## What is needed
Report every line of the records below that contains the word "pitcher", reproducing each such line in full.

[start of Provided records]

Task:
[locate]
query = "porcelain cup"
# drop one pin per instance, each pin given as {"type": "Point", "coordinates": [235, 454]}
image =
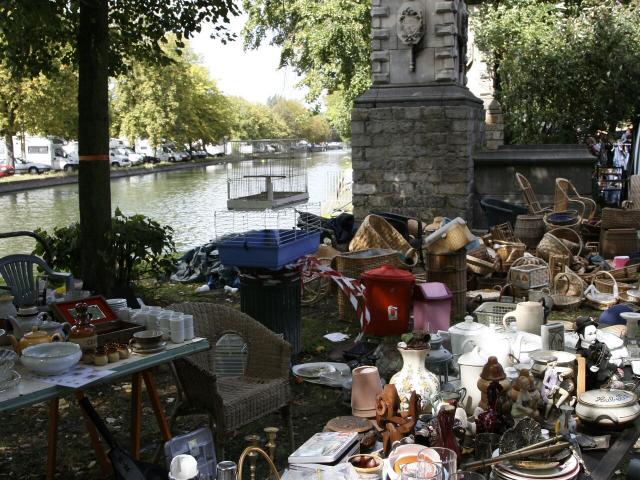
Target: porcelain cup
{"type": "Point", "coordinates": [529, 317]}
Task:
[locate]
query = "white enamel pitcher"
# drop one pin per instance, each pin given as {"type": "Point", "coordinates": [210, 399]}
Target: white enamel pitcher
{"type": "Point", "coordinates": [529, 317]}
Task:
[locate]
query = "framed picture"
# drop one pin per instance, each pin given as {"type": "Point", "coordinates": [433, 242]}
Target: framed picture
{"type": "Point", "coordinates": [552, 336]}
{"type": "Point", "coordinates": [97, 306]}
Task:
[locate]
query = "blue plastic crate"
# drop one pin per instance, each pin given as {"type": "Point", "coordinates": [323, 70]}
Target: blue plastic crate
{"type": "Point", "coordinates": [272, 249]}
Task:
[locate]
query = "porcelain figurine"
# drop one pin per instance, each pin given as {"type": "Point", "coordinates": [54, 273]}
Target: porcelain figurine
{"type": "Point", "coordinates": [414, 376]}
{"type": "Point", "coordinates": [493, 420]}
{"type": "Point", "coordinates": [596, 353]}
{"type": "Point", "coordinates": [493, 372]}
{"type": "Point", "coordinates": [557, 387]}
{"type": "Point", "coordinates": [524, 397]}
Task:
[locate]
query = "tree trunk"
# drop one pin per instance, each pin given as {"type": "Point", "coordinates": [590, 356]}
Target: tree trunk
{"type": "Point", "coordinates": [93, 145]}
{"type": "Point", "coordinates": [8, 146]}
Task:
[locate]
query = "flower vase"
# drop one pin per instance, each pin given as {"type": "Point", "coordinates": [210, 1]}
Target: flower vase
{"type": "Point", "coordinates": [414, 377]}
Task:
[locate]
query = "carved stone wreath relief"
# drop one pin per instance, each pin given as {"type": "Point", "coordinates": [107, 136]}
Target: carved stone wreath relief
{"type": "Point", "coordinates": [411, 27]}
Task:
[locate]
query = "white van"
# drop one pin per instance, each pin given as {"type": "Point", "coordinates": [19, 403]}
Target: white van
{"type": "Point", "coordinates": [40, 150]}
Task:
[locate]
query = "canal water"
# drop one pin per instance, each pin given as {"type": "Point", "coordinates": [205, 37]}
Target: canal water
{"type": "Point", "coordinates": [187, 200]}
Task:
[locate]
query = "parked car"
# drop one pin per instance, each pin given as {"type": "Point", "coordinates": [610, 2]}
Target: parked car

[end of Provided records]

## Written answer
query = "white enamel pitcher"
Target: white enamel pitcher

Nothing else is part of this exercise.